Task details:
Find the line that contains "[locate] the lizard" in the entries below. Output it and each later line exactly, and nothing else.

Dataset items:
• • •

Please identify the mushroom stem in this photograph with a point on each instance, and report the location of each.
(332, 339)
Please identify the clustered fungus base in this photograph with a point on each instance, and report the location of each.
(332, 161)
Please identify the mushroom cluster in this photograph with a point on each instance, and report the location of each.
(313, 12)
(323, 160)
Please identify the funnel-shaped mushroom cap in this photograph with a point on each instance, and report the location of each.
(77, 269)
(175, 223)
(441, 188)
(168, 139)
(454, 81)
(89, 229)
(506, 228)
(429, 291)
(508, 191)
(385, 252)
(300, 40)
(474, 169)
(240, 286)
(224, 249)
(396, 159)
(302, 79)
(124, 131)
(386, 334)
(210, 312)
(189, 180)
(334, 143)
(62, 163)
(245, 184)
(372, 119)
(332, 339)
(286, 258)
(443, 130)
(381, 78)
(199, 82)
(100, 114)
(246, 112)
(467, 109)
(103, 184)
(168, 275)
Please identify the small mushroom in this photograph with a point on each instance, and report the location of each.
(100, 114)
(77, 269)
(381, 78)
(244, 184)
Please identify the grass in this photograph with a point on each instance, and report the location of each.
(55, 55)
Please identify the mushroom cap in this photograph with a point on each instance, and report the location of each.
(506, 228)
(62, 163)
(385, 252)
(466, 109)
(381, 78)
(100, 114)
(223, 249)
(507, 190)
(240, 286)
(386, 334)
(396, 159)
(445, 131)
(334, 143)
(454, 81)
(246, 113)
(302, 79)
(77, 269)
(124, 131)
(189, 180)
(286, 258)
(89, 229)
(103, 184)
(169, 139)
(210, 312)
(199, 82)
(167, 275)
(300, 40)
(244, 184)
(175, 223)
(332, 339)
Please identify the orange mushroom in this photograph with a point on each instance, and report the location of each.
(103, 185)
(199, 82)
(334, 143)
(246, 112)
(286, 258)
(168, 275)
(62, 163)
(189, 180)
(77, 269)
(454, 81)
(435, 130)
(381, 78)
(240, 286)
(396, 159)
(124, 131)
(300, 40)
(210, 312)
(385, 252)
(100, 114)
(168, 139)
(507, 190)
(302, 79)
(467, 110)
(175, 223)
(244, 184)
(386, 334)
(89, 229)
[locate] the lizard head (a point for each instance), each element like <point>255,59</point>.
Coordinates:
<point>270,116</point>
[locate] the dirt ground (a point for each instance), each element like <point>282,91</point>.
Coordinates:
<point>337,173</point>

• • •

Exercise result:
[locate] the lizard head (a point for each instance), each element like <point>255,59</point>.
Coordinates:
<point>270,116</point>
[locate] the dirt ground (a point for each instance), each element like <point>282,91</point>.
Coordinates:
<point>337,173</point>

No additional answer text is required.